◆ **Your goal**
Exactly as given, reproduce the records in full.

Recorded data

....

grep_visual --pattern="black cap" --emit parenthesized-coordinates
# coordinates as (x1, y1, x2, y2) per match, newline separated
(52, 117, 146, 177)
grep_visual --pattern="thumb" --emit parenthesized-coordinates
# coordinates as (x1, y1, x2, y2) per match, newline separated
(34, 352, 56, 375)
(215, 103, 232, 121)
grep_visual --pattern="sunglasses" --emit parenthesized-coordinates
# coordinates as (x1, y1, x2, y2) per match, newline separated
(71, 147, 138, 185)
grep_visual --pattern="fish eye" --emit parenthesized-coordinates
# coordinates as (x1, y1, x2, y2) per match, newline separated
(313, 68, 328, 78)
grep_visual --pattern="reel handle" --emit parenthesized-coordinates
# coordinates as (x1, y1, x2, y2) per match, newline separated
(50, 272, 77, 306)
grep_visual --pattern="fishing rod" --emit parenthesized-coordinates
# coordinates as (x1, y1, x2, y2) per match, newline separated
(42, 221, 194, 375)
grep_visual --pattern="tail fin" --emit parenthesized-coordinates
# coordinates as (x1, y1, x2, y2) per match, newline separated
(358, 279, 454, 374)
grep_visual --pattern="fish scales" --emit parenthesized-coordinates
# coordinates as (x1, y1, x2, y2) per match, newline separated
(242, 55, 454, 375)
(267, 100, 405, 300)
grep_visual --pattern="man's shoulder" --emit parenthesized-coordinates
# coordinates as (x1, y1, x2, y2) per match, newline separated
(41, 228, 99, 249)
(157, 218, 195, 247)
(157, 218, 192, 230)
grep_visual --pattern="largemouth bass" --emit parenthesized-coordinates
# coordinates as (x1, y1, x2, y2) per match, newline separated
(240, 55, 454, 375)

....

◆ **Solved problem**
grep_visual --pattern="black cap" --emit parenthesized-coordinates
# coordinates as (x1, y1, x2, y2) per match, newline separated
(52, 117, 146, 177)
grep_visual --pattern="thumb" --emit parenthesized-coordinates
# coordinates as (x1, y1, x2, y2) per match, newline separated
(34, 352, 56, 375)
(215, 103, 232, 121)
grep_visual --pattern="sunglasses" --emit parenthesized-coordinates
# coordinates as (x1, y1, x2, y2) per match, newline separated
(71, 147, 138, 185)
grep_visual --pattern="fish eye" --emit parenthesized-coordinates
# coordinates as (x1, y1, x2, y2) per match, newline separated
(313, 68, 328, 78)
grep_visual --pattern="reel handle" --emit parenthesized-coordinates
# coordinates as (x1, y1, x2, y2) per match, newline separated
(50, 272, 77, 306)
grep_visual --pattern="fishing rod" --emit parenthesized-coordinates
# coordinates as (x1, y1, x2, y2) per match, newline separated
(42, 221, 194, 375)
grep_visual --pattern="tail fin" --emit parenthesized-coordinates
# coordinates as (x1, y1, x2, y2) per match, newline separated
(358, 279, 454, 374)
grep_visual --pattern="fish scales" --emit parenthesized-coordinates
# coordinates as (x1, y1, x2, y2) per match, newline separated
(242, 55, 454, 375)
(267, 100, 405, 300)
grep_visual --pattern="man's shoulder" --emit parenthesized-coordinates
# coordinates as (x1, y1, x2, y2) per match, newline separated
(41, 228, 99, 249)
(157, 218, 195, 247)
(157, 218, 192, 230)
grep_visual --pattern="largemouth bass" --emit parenthesized-coordinates
# coordinates as (x1, y1, x2, y2) per match, newline separated
(240, 55, 454, 375)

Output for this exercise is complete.